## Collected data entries

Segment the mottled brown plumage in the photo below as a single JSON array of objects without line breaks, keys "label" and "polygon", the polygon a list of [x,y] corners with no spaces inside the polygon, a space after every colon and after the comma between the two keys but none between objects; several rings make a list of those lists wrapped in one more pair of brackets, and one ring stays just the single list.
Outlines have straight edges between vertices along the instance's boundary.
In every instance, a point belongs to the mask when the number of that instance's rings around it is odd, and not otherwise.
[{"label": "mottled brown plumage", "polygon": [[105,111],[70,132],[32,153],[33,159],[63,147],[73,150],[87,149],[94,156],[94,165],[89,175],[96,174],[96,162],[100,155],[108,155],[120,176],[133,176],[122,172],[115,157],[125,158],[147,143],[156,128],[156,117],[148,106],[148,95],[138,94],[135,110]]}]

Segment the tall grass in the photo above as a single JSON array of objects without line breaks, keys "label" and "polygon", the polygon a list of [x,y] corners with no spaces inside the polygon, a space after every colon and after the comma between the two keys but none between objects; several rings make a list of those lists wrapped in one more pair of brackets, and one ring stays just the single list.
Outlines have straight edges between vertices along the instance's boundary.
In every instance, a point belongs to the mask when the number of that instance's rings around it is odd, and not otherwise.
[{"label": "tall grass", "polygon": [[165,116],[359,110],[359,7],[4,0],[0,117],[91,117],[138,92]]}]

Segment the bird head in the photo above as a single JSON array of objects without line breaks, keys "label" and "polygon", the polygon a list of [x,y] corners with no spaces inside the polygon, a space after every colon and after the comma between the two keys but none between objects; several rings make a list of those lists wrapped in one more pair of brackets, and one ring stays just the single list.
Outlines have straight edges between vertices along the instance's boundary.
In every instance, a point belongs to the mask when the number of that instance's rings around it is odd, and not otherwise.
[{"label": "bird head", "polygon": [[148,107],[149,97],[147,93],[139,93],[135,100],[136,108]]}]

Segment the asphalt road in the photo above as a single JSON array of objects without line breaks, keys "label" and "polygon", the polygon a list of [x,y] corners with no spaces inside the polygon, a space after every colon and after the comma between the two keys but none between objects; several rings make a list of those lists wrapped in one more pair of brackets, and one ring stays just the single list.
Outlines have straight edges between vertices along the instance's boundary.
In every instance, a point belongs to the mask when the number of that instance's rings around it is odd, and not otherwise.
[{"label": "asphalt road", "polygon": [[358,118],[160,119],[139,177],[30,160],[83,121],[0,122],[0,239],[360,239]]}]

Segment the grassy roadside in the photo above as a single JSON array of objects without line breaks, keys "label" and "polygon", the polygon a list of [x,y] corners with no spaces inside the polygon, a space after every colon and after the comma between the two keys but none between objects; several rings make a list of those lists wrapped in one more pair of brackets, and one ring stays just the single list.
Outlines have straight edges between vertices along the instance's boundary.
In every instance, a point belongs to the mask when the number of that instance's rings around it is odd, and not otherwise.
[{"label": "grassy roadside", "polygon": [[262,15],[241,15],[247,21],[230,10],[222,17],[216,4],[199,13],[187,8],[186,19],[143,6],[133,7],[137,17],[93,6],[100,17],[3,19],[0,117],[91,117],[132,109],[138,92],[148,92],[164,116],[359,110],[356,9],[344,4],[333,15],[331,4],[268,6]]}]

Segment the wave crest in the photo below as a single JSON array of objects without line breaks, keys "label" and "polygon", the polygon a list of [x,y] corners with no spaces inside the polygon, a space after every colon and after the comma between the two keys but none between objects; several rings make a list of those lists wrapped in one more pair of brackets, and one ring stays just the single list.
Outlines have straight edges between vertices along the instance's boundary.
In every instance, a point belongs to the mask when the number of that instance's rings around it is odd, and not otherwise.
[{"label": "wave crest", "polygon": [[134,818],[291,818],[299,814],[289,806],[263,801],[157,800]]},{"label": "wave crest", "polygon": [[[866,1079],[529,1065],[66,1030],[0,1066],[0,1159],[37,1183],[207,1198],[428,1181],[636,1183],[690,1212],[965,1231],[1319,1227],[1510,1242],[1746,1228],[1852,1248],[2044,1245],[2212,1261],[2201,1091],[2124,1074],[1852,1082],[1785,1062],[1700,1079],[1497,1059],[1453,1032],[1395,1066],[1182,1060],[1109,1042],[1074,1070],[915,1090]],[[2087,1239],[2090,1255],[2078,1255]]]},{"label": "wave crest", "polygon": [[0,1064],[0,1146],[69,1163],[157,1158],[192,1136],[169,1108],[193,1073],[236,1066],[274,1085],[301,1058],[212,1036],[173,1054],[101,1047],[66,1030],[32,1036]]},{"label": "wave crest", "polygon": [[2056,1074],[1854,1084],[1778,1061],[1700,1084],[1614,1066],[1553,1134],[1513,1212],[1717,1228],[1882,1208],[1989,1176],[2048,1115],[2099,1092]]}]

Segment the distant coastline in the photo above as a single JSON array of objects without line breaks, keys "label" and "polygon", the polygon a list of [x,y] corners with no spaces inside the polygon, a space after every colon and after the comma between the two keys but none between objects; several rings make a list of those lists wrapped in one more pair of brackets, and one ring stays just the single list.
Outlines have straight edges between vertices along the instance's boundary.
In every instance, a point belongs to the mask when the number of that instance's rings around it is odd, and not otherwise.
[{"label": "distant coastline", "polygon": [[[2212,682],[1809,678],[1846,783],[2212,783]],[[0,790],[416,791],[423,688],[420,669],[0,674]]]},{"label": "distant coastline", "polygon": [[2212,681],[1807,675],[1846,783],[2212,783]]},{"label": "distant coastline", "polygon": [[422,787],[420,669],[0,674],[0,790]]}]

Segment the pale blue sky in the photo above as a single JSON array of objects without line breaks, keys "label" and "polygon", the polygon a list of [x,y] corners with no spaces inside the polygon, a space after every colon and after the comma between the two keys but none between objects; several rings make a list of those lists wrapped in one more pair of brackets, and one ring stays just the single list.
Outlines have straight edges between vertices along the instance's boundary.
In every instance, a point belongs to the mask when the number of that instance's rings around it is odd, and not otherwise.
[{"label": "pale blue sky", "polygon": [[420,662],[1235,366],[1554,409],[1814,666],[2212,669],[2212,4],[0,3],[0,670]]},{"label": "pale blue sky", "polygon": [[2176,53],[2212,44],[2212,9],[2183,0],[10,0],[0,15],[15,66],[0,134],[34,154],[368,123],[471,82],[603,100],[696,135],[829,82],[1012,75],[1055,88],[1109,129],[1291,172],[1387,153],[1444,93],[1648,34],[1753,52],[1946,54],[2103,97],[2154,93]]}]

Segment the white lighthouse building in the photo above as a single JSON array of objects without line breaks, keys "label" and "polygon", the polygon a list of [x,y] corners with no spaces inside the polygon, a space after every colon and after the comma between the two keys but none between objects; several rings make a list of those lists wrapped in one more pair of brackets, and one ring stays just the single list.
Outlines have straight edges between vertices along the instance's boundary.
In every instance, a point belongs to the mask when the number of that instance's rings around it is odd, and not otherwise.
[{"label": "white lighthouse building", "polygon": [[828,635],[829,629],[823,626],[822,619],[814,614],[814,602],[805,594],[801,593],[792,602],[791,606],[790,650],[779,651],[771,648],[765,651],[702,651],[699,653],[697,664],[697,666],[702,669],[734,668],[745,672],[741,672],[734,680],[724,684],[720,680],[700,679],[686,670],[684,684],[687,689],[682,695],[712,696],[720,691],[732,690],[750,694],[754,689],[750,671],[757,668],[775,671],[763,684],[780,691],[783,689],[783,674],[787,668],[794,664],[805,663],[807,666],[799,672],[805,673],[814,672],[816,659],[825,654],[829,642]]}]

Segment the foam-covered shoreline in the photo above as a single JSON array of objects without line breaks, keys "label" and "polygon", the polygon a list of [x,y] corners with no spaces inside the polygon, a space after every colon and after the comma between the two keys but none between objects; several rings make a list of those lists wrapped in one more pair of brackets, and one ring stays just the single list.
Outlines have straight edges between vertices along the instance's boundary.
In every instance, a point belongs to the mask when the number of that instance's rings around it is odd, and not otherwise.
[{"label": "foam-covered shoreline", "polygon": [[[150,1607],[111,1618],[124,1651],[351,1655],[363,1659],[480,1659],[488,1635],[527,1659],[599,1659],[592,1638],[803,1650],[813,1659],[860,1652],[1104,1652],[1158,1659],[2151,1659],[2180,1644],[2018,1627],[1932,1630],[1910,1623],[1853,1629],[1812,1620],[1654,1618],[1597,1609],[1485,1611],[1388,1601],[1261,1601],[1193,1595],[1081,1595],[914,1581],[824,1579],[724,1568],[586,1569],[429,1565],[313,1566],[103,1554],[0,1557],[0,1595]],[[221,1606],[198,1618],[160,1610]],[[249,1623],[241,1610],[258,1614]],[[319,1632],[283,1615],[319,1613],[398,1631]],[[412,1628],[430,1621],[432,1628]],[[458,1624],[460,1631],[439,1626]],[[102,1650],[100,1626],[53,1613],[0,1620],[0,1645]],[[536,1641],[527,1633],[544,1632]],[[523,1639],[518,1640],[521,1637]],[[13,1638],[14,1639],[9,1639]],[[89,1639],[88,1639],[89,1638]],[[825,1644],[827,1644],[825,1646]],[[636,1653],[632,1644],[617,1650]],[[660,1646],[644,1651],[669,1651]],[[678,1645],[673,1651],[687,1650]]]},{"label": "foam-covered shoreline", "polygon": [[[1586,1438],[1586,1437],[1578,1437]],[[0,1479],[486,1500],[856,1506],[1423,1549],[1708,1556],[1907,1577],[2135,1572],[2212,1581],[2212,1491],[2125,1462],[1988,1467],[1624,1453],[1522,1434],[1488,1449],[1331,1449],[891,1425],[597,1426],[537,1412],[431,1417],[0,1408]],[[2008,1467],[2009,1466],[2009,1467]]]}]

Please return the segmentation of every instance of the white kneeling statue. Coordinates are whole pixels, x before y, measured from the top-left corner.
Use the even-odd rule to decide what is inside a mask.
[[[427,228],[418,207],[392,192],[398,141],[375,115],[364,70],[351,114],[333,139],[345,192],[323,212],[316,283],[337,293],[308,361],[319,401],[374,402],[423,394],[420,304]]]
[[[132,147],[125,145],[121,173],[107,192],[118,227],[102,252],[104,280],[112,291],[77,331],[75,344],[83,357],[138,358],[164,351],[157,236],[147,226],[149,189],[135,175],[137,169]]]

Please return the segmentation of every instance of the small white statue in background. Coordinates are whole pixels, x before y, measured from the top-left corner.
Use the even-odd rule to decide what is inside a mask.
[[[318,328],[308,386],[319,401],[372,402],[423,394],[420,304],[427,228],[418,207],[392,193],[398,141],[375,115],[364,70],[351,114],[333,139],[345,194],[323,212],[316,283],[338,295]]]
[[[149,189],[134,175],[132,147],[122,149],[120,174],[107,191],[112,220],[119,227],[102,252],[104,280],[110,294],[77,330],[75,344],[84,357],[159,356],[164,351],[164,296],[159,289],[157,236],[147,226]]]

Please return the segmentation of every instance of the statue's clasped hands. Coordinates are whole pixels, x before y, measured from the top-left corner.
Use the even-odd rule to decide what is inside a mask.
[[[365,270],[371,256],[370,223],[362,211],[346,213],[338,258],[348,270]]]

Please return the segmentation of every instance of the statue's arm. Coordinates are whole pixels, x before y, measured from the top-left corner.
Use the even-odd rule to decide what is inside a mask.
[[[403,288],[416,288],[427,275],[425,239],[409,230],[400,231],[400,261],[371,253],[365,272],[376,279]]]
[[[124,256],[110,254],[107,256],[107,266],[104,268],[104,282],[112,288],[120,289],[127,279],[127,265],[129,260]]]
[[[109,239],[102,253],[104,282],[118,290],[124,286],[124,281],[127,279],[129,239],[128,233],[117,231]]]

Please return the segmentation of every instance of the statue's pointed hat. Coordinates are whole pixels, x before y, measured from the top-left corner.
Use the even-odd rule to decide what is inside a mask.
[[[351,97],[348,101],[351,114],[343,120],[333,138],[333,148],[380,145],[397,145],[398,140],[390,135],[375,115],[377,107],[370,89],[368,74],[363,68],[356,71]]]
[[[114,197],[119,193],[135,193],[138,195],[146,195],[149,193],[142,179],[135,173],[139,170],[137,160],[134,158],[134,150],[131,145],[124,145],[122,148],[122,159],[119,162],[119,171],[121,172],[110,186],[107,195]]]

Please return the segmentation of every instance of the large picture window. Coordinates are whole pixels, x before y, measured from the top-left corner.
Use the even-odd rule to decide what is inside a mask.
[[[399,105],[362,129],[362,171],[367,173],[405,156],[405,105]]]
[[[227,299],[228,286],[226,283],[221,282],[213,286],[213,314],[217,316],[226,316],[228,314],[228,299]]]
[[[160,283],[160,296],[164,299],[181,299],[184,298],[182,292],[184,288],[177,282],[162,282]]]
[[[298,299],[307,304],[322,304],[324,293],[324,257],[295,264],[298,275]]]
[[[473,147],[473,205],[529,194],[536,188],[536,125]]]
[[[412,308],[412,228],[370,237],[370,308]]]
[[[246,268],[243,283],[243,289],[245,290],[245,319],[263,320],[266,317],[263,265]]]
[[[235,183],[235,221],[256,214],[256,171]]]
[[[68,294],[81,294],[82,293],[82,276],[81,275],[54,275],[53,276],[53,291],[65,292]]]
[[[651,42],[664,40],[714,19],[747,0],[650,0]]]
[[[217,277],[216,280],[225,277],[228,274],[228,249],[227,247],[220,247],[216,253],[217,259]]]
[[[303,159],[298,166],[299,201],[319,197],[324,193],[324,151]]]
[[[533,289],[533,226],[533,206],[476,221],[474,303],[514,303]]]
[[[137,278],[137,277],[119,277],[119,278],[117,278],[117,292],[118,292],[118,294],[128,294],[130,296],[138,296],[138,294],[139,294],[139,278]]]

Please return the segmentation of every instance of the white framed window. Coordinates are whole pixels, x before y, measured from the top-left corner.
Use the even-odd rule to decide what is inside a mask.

## Task details
Of the entries above, repeat exactly the lines from the line with "Please return the segmentation of every instance of the small" through the line with "the statue's arm.", both of them included.

## Expected answer
Please return the segmentation of every instance of the small white statue in background. Coordinates are whole pixels, x before y, measured from the top-left corner.
Use the even-odd rule to decide what is inside a mask.
[[[318,328],[308,386],[319,401],[372,402],[423,394],[420,304],[427,228],[418,207],[392,193],[398,141],[375,115],[364,70],[351,114],[333,139],[345,194],[323,212],[316,283],[338,295]]]
[[[149,189],[134,175],[132,147],[122,149],[120,174],[107,191],[112,220],[119,227],[102,252],[104,280],[110,294],[77,330],[75,344],[84,357],[159,356],[164,351],[164,296],[159,289],[157,236],[147,226]]]

Please return the segmentation of every instance of the statue's clasped hands. Coordinates are whole pixels, x before y, measured from the top-left corner.
Use the even-odd rule to decide what is inside a mask.
[[[365,270],[371,256],[370,223],[362,211],[346,213],[338,258],[348,270]]]

Please return the segmentation of every instance of the statue's arm. Coordinates are whole pixels, x before y, measured from the top-left corner.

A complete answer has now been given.